» What is expected
For every line in the records below that holds "instance", make a copy.

» Recorded information
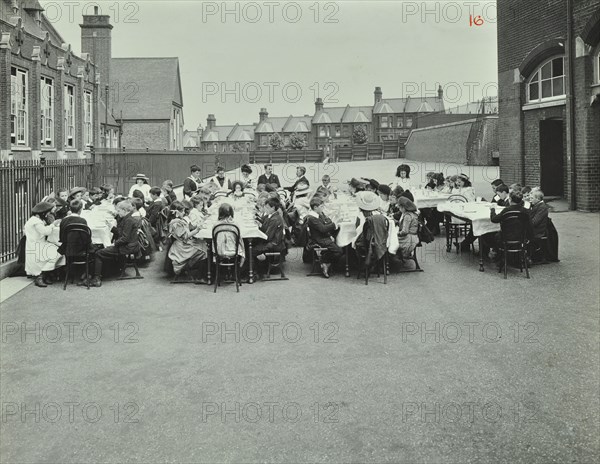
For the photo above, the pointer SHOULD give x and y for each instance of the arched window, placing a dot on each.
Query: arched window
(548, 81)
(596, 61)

* * *

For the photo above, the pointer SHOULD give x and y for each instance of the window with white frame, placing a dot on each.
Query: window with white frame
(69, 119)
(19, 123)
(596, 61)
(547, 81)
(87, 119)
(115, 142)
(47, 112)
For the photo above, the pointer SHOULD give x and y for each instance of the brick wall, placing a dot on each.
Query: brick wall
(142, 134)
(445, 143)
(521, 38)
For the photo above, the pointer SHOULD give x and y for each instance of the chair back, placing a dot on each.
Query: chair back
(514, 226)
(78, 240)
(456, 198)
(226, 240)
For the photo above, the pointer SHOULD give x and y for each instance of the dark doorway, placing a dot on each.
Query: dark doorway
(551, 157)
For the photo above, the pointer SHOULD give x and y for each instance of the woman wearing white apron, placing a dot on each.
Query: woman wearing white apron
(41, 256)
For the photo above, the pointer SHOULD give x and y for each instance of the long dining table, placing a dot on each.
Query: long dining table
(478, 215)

» Answer box
For the photo above, the pointer SHOULD give x and y for each instance of the arched window, placing a dot on each.
For the photo above, the pointer SHOULD give x and y for each instance of the window with white frame, placing a dot on each.
For the photo above, the pointer SHOULD give x and y for each instance of the brick wall, placing a dot on each.
For the photo above, the pointer SHOULD give x and y for each instance of the chair back, placing a dot on each.
For the photo above, the pointer SHOULD give x and y for each instance of the dark doorway, placing a dot on each.
For the photo above, the pointer SHOULD give x and y for each instance of the woman wearing white apron, placing a dot on each.
For the photo above, the pointer SHOULD give x and y for each instance of the long dining table, placing a dot on each.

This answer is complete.